In how many lines of the records below does the word "fishing" appear? Reply with the number only.

START Recorded data

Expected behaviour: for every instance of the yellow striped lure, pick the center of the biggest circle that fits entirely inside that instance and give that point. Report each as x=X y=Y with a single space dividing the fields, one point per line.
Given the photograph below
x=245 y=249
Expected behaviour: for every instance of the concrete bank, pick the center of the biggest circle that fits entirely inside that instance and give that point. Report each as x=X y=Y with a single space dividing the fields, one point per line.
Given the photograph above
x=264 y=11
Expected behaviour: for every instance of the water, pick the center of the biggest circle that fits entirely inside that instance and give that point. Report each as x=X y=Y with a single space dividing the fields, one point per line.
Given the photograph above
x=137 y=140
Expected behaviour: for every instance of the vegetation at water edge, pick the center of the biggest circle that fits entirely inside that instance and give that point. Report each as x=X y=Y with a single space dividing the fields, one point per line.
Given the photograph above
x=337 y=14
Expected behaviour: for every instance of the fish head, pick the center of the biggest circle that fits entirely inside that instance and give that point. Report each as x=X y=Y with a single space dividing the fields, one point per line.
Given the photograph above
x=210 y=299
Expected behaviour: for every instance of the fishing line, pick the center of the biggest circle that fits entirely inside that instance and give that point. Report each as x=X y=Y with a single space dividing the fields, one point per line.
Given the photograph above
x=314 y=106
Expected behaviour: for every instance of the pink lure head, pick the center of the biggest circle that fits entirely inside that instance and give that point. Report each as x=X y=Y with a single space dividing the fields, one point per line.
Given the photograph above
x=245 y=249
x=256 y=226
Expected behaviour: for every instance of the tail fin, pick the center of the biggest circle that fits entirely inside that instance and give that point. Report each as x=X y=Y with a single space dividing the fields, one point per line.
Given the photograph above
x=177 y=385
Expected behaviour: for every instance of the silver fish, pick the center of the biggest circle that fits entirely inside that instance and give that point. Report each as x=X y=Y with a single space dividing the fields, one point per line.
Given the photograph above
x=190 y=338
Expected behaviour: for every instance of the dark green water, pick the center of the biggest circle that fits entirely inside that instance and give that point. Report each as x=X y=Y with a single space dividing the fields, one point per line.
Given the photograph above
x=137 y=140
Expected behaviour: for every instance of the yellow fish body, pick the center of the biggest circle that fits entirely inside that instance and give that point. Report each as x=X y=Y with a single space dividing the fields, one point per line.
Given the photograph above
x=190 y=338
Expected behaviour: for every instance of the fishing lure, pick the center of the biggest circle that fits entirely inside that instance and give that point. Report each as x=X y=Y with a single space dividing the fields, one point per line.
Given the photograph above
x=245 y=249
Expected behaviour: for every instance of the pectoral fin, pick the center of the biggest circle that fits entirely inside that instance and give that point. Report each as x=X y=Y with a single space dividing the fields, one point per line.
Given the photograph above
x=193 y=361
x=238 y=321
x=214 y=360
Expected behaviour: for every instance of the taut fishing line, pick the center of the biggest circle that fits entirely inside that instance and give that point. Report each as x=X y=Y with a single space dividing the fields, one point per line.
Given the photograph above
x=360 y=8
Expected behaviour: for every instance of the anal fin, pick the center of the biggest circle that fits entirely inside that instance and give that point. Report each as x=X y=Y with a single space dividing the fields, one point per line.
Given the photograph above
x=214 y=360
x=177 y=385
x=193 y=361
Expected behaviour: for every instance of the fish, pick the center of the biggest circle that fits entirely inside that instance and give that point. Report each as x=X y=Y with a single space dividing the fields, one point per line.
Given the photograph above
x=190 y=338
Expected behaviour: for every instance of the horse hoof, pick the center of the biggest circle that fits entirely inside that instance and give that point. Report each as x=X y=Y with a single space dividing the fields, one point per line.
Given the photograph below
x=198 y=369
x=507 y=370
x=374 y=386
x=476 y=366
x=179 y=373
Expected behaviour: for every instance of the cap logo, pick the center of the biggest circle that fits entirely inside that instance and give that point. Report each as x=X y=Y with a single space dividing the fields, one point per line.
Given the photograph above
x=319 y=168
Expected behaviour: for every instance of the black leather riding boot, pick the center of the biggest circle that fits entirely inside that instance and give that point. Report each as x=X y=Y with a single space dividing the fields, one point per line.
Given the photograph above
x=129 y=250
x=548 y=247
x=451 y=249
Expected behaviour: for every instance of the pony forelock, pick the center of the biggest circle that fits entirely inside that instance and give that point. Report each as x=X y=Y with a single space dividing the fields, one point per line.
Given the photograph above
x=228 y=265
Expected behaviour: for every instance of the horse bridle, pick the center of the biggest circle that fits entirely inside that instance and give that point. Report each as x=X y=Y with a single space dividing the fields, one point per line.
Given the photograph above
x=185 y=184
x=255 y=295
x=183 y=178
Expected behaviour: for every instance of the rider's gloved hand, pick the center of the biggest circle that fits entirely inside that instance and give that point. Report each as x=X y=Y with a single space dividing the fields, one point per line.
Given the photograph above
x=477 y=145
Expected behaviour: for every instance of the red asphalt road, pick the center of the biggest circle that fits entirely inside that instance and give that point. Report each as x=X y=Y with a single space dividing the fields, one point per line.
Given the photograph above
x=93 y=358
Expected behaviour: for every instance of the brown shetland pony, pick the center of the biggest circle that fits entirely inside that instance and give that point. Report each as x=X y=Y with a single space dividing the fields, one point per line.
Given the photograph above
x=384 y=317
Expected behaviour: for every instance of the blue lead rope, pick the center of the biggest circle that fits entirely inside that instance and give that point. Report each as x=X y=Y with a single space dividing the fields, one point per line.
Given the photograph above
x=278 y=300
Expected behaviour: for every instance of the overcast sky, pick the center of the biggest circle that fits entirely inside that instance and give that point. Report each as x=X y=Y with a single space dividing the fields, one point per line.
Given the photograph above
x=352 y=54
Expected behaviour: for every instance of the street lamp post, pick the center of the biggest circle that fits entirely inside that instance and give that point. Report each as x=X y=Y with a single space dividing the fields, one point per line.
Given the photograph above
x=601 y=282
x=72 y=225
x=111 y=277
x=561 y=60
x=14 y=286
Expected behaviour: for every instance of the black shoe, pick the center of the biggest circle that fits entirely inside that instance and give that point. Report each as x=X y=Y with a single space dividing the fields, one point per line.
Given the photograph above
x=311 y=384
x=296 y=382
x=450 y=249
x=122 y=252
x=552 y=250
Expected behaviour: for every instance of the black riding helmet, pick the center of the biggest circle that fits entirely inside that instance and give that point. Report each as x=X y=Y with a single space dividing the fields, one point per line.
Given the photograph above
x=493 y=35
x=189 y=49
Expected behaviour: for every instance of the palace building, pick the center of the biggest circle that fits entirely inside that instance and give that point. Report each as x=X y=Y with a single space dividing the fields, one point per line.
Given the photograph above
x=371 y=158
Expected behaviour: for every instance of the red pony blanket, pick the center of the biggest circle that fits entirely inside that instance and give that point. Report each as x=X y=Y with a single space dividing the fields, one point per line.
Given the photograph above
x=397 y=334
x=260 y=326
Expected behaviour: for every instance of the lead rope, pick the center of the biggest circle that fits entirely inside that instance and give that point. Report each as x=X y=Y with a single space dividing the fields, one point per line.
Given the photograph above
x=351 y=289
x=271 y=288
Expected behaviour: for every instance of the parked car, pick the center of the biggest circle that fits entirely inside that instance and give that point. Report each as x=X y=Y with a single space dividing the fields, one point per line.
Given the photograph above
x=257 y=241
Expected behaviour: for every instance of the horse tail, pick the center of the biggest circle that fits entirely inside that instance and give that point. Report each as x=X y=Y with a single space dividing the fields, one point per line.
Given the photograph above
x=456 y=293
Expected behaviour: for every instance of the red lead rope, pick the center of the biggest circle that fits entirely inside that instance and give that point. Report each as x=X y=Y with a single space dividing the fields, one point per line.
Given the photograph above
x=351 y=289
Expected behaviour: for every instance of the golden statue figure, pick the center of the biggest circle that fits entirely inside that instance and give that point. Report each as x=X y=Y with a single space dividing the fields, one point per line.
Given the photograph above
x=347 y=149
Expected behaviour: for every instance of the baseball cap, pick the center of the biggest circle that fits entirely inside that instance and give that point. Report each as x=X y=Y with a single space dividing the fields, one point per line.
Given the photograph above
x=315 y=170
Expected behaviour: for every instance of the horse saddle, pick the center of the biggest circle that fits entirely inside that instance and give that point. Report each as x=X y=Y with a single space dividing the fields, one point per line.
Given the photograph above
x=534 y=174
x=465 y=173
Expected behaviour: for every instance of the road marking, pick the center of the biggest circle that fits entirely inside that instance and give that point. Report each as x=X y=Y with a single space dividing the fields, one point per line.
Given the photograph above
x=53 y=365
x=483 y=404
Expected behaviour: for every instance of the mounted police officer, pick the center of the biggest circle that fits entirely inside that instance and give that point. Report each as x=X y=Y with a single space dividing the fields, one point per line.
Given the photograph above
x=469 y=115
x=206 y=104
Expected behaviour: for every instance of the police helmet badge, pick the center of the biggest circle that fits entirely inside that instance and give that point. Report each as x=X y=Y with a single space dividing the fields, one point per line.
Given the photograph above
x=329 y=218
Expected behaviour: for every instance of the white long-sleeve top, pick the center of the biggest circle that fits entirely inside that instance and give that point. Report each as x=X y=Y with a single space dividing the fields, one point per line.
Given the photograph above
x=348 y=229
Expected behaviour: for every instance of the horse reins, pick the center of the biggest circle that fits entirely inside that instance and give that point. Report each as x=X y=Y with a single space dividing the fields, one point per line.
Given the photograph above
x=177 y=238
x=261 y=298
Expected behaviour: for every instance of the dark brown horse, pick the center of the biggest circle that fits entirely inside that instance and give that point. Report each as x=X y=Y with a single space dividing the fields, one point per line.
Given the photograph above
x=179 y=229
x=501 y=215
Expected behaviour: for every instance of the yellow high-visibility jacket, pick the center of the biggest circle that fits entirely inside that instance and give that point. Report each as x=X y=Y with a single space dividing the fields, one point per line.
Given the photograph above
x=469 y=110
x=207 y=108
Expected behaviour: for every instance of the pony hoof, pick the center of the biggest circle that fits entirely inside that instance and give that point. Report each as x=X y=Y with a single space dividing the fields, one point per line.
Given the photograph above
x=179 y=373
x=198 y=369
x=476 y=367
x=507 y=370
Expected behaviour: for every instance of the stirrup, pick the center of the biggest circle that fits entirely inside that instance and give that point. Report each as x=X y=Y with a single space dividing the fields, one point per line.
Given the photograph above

END Recorded data

#### [Output below]
3